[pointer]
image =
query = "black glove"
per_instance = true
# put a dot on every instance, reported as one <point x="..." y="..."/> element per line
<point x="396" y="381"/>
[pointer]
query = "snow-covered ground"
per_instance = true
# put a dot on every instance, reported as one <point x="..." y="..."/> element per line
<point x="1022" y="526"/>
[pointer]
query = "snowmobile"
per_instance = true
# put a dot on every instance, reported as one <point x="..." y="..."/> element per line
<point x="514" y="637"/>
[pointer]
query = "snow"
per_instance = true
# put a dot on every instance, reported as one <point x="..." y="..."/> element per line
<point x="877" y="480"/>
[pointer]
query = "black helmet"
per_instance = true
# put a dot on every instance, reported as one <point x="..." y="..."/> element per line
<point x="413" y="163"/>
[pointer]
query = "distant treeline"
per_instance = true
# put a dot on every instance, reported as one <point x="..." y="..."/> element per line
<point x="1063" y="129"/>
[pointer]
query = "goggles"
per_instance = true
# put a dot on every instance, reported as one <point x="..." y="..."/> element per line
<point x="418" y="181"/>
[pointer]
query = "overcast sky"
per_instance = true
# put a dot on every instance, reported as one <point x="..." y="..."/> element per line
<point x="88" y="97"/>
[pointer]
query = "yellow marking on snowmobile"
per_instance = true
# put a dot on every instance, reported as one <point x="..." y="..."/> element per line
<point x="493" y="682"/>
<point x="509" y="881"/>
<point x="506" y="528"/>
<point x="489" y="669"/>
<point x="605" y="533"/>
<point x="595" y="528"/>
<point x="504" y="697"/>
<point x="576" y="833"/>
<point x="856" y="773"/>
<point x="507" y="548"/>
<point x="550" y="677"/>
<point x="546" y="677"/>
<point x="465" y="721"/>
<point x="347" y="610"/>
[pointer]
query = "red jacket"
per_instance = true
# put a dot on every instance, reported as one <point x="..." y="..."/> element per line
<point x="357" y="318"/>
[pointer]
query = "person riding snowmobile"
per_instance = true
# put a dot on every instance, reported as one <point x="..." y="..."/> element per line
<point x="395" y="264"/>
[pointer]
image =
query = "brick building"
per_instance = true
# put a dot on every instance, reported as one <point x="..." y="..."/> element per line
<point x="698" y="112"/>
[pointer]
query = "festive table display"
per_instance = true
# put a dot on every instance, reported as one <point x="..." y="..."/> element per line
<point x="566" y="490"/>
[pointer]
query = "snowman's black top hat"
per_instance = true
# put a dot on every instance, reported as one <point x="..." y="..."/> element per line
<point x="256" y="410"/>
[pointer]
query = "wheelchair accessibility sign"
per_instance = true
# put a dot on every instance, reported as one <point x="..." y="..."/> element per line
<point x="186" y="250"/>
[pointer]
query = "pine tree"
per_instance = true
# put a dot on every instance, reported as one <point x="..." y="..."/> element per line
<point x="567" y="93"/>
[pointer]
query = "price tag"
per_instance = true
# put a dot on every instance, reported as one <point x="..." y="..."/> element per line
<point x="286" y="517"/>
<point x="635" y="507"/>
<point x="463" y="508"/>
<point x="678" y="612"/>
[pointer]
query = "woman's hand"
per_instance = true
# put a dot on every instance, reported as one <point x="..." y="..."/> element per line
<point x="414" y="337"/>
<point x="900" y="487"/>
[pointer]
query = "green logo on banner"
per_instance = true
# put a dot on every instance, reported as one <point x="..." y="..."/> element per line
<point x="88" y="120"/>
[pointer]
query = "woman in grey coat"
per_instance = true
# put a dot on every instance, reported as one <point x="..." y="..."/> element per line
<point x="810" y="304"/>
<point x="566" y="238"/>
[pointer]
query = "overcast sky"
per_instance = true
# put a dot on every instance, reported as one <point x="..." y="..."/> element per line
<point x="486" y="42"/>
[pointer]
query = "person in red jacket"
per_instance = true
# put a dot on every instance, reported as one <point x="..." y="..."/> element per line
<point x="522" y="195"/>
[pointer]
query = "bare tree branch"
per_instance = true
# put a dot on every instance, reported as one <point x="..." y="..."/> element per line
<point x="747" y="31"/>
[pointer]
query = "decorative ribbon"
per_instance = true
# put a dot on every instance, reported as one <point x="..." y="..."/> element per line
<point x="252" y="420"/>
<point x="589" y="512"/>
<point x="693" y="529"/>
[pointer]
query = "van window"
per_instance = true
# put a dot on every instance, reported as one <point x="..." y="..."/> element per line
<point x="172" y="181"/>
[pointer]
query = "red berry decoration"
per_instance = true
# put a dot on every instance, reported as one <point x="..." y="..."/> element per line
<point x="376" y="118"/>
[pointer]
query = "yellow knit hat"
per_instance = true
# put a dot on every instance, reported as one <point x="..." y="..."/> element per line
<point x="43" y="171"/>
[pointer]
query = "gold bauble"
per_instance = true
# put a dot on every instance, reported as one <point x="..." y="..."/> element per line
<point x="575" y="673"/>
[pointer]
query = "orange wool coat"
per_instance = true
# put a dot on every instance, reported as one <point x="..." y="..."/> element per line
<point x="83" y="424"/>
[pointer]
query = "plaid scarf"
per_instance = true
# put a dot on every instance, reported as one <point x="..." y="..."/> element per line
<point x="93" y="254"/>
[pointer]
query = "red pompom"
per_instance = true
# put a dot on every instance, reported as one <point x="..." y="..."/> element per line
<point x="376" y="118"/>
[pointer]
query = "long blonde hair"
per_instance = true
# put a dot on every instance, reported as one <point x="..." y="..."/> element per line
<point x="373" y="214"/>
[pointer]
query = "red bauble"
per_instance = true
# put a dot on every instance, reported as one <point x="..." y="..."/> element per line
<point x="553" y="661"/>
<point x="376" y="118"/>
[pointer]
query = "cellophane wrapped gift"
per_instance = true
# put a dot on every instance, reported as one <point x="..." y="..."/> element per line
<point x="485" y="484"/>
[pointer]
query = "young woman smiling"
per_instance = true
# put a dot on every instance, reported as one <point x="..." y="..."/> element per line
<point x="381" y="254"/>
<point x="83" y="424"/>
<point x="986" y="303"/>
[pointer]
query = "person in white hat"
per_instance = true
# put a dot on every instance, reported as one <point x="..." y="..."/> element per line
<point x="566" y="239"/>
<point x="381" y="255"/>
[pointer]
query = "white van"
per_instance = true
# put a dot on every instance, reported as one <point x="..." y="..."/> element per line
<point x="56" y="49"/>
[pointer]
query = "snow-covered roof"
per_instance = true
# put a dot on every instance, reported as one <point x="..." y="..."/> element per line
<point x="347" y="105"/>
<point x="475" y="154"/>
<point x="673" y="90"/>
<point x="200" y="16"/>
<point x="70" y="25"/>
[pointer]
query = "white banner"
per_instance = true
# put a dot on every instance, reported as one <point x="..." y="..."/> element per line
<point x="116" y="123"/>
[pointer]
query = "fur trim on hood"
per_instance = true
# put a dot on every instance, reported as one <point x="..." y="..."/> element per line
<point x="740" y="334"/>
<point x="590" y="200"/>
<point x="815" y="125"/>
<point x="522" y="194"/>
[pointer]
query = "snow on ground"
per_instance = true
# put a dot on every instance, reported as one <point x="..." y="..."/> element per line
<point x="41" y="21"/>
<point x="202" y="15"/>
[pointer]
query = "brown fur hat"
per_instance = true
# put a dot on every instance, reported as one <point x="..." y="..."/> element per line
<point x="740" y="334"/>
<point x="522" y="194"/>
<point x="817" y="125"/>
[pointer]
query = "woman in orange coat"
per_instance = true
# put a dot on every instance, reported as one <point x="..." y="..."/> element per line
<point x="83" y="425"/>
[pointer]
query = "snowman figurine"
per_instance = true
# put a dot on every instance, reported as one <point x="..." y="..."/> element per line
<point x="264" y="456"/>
++++++++++++++++++++
* [TASK REQUIREMENTS] Every line of the records above needs to be given again exactly.

* [THE COMPLETED TASK]
[pointer]
image =
query = "black glove"
per_instance = true
# put a dot on every instance, reported as one <point x="..." y="..."/> element per line
<point x="396" y="381"/>
[pointer]
query = "snow-covered ground"
per_instance = true
# put a dot on every instance, reported as one <point x="..." y="..."/> element per line
<point x="1022" y="526"/>
[pointer]
query = "snowmobile"
per_instance = true
# put a dot on every instance, reported as one <point x="..." y="..."/> element per line
<point x="514" y="637"/>
[pointer]
query = "snow"
per_instance = true
# put a dot on every instance, reported as one <point x="..." y="..."/> element per line
<point x="877" y="480"/>
[pointer]
query = "black helmet"
per_instance = true
# put a dot on every instance, reported as one <point x="..." y="..."/> element per line
<point x="413" y="163"/>
[pointer]
query = "distant treeline"
per_instance = true
# put a dot on every instance, reported as one <point x="..." y="..."/> element per line
<point x="1063" y="129"/>
[pointer]
query = "goggles"
per_instance = true
# put a dot on every instance, reported as one <point x="..." y="..."/> element per line
<point x="418" y="181"/>
[pointer]
query = "overcast sky"
per_instance = true
# put a dot on every instance, reported as one <point x="..." y="..."/> element per line
<point x="88" y="97"/>
[pointer]
query = "yellow marking on snowmobile"
per_instance = true
# put a dot on every instance, reported as one <point x="..." y="..."/> element per line
<point x="493" y="682"/>
<point x="509" y="881"/>
<point x="506" y="528"/>
<point x="489" y="669"/>
<point x="605" y="533"/>
<point x="595" y="528"/>
<point x="504" y="697"/>
<point x="576" y="833"/>
<point x="856" y="773"/>
<point x="507" y="548"/>
<point x="550" y="677"/>
<point x="546" y="677"/>
<point x="465" y="721"/>
<point x="347" y="610"/>
[pointer]
query = "red jacket"
per_instance = true
# put a dot on every instance, reported as one <point x="..." y="..."/> element per line
<point x="357" y="318"/>
[pointer]
query = "person riding snowmobile"
per_instance = true
# put a dot on every instance, reported as one <point x="..." y="..."/> element per line
<point x="395" y="264"/>
[pointer]
image =
query = "brick building"
per_instance = true
# put a dot on every instance, reported as one <point x="..." y="..."/> element per line
<point x="698" y="112"/>
[pointer]
query = "festive table display"
per_instance = true
# put a dot on every instance, reported as one <point x="..." y="..."/> element per line
<point x="566" y="490"/>
[pointer]
query = "snowman's black top hat"
per_instance = true
# put a dot on every instance, reported as one <point x="..." y="..."/> element per line
<point x="256" y="410"/>
[pointer]
query = "wheelchair accessibility sign"
per_instance = true
# put a dot on every instance, reported as one <point x="..." y="..."/> element per line
<point x="186" y="250"/>
[pointer]
query = "pine tree"
per_instance = true
# put a dot on every instance, reported as one <point x="..." y="..."/> element per line
<point x="567" y="93"/>
[pointer]
query = "price tag"
per_instance = true
# put a dot on every instance, reported as one <point x="..." y="..."/> element per line
<point x="286" y="517"/>
<point x="635" y="507"/>
<point x="463" y="508"/>
<point x="678" y="612"/>
[pointer]
query = "woman's hand"
per_instance = true
# put a dot on every instance, reported as one <point x="..." y="..."/> element per line
<point x="414" y="337"/>
<point x="900" y="487"/>
[pointer]
query = "green logo on banner"
per_instance = true
# put a dot on every instance, reported as one <point x="..." y="..."/> element per line
<point x="88" y="120"/>
[pointer]
query = "woman in grey coat"
per_instance = true
# put a dot on every instance, reported as one <point x="..." y="..."/> element per line
<point x="810" y="304"/>
<point x="566" y="238"/>
[pointer]
query = "overcast sky"
per_instance = true
# put a dot on every instance, reported as one <point x="..." y="..."/> element per line
<point x="486" y="42"/>
[pointer]
query = "person in red jacket"
per_instance = true
# put a dot on every instance, reported as one <point x="..." y="..."/> element per line
<point x="522" y="195"/>
[pointer]
query = "bare tree branch"
per_instance = true
# put a dot on every instance, reported as one <point x="..." y="..."/> element per line
<point x="747" y="31"/>
[pointer]
query = "decorative ribbon"
per_instance = true
# put a dot on every instance, reported as one <point x="..." y="..."/> element per line
<point x="252" y="420"/>
<point x="589" y="512"/>
<point x="693" y="529"/>
[pointer]
query = "van window"
per_instance = true
# put a dot on every instance, reported as one <point x="..." y="..."/> element per line
<point x="172" y="181"/>
[pointer]
query = "red berry decoration"
per_instance = true
# put a dot on every instance, reported as one <point x="..." y="..."/> element per line
<point x="376" y="118"/>
[pointer]
query = "yellow knit hat"
per_instance = true
# put a dot on every instance, reported as one <point x="..." y="..."/> element per line
<point x="43" y="171"/>
[pointer]
query = "gold bauble"
per_instance = true
# put a dot on every instance, reported as one <point x="..." y="..."/> element per line
<point x="575" y="673"/>
[pointer]
query = "orange wool coat"
per_instance = true
# put a dot on every instance, reported as one <point x="..." y="..."/> element per line
<point x="83" y="424"/>
[pointer]
query = "plaid scarf"
per_instance = true
# put a dot on every instance, reported as one <point x="..." y="..."/> element per line
<point x="93" y="254"/>
[pointer]
query = "red pompom"
per_instance = true
# put a dot on every instance, reported as one <point x="..." y="..."/> element per line
<point x="376" y="118"/>
[pointer]
query = "long blonde hair"
per_instance = true
# put a dot on every instance, reported as one <point x="..." y="..."/> element per line
<point x="373" y="214"/>
[pointer]
query = "red bauble"
per_instance = true
# put a dot on every instance, reported as one <point x="..." y="..."/> element per line
<point x="553" y="661"/>
<point x="376" y="118"/>
[pointer]
query = "cellophane wrapped gift"
per_instance = true
# put a dot on every instance, reported as one <point x="..." y="..."/> element per line
<point x="485" y="484"/>
[pointer]
query = "young woman smiling"
per_instance = true
# put a dot on every instance, reported as one <point x="..." y="..."/> element per line
<point x="381" y="254"/>
<point x="83" y="424"/>
<point x="986" y="303"/>
[pointer]
query = "person in white hat"
per_instance = true
# put a dot on every instance, reported as one <point x="..." y="..."/> element per line
<point x="566" y="239"/>
<point x="381" y="255"/>
[pointer]
query = "white van"
per_instance = true
# put a dot on every instance, reported as one <point x="..." y="..."/> element per line
<point x="56" y="49"/>
[pointer]
query = "snow-covered roof"
per_instance = true
# put a dot on every instance, reported as one <point x="..." y="..."/> element per line
<point x="347" y="105"/>
<point x="475" y="154"/>
<point x="673" y="90"/>
<point x="200" y="16"/>
<point x="70" y="25"/>
[pointer]
query = "white banner"
per_instance = true
# put a dot on every instance, reported as one <point x="..." y="..."/> element per line
<point x="116" y="123"/>
[pointer]
query = "fur trim on hood"
per_instance = true
# put a dot on every instance, reported as one <point x="..." y="..."/> element per line
<point x="740" y="334"/>
<point x="590" y="200"/>
<point x="815" y="125"/>
<point x="522" y="194"/>
[pointer]
query = "snow on ground"
per_instance = true
# put a dot on every instance, reported as one <point x="..." y="..."/> element per line
<point x="41" y="21"/>
<point x="202" y="15"/>
[pointer]
query = "brown fur hat"
per_instance = true
# put a dot on every instance, reported as one <point x="..." y="..."/> element per line
<point x="740" y="334"/>
<point x="522" y="194"/>
<point x="817" y="125"/>
[pointer]
query = "woman in orange coat"
per_instance = true
# put a dot on every instance, reported as one <point x="..." y="..."/> element per line
<point x="83" y="425"/>
[pointer]
query = "snowman figurine"
per_instance = true
# put a dot on every instance, reported as one <point x="..." y="..."/> element per line
<point x="264" y="456"/>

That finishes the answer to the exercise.